[Problem statement]
Arrange every line of the records below as a Markdown table with the columns "No." and "Text", one row per line, giving each line's row number and the line itself, skipping blank lines and leaving out the pictures.

[Data for this exercise]
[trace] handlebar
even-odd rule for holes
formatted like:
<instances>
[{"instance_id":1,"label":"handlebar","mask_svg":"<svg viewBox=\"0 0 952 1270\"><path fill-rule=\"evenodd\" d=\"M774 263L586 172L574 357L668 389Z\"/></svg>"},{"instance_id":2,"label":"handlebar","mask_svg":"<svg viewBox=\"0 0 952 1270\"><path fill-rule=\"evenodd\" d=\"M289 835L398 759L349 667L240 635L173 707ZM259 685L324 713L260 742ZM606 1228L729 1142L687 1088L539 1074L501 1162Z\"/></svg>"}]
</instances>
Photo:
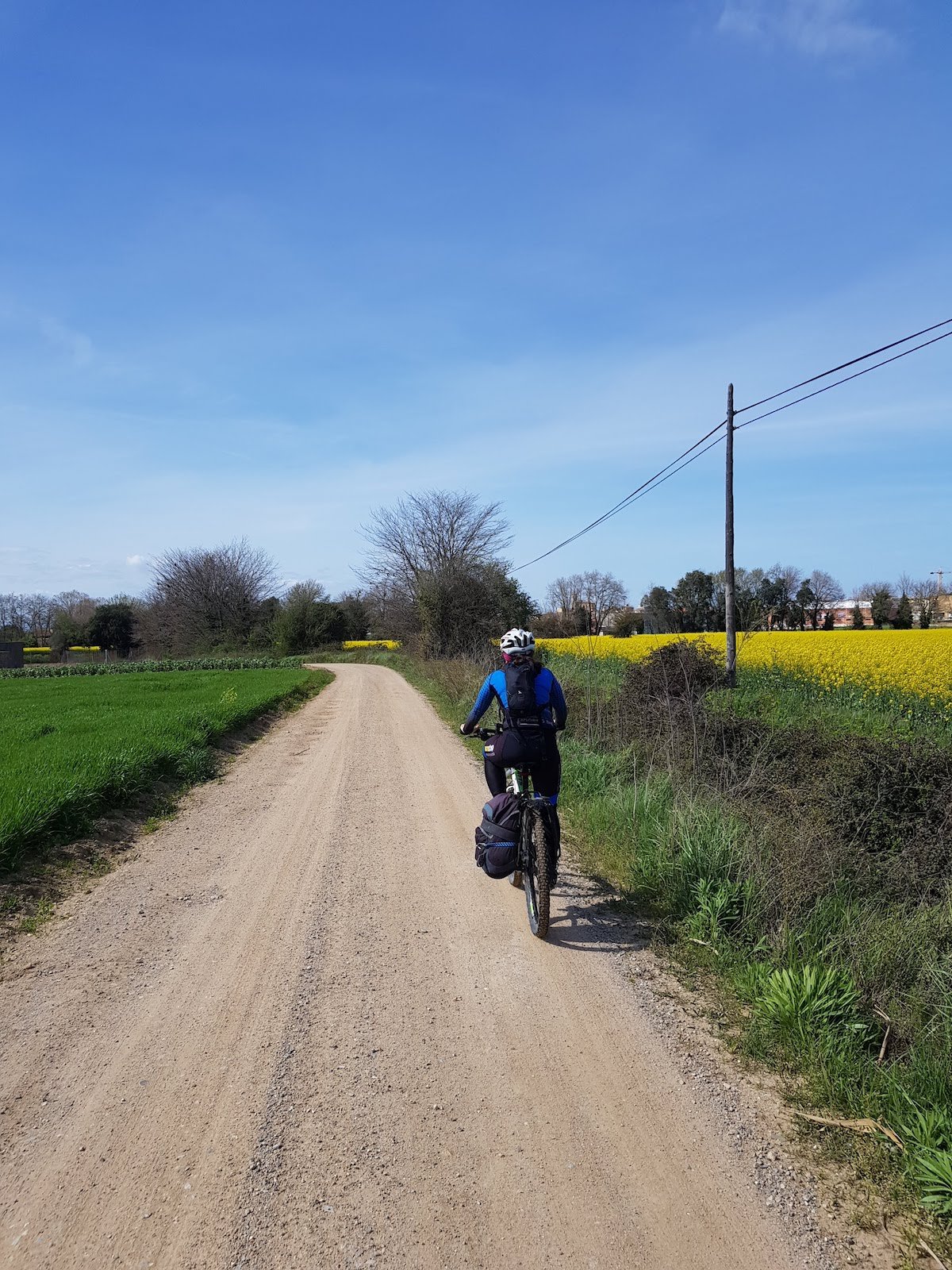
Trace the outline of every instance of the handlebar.
<instances>
[{"instance_id":1,"label":"handlebar","mask_svg":"<svg viewBox=\"0 0 952 1270\"><path fill-rule=\"evenodd\" d=\"M552 730L565 732L565 728L553 728ZM473 728L471 733L463 733L463 735L479 737L480 740L489 740L490 737L498 737L503 732L505 732L505 725L498 723L495 728Z\"/></svg>"}]
</instances>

[The completed task]
| No. | Text |
|---|---|
| 1 | [trace] handlebar |
| 2 | even-odd rule for holes |
| 3 | formatted like: |
| 4 | <instances> |
| 5 | [{"instance_id":1,"label":"handlebar","mask_svg":"<svg viewBox=\"0 0 952 1270\"><path fill-rule=\"evenodd\" d=\"M774 263L586 172L574 357L668 389Z\"/></svg>"},{"instance_id":2,"label":"handlebar","mask_svg":"<svg viewBox=\"0 0 952 1270\"><path fill-rule=\"evenodd\" d=\"M289 835L398 759L349 667L240 635L173 707ZM259 685L324 713L260 742ZM606 1228L729 1142L687 1088L539 1074L501 1162Z\"/></svg>"}] |
| 6 | </instances> |
| 7 | Photo: |
| 8 | Trace the outline of every instance of the handlebar. |
| 9 | <instances> |
| 10 | [{"instance_id":1,"label":"handlebar","mask_svg":"<svg viewBox=\"0 0 952 1270\"><path fill-rule=\"evenodd\" d=\"M552 730L565 732L565 728L553 728ZM473 728L471 733L463 733L463 735L479 737L480 740L489 740L490 737L498 737L503 732L505 732L505 725L498 723L495 728Z\"/></svg>"}] |
| 11 | </instances> |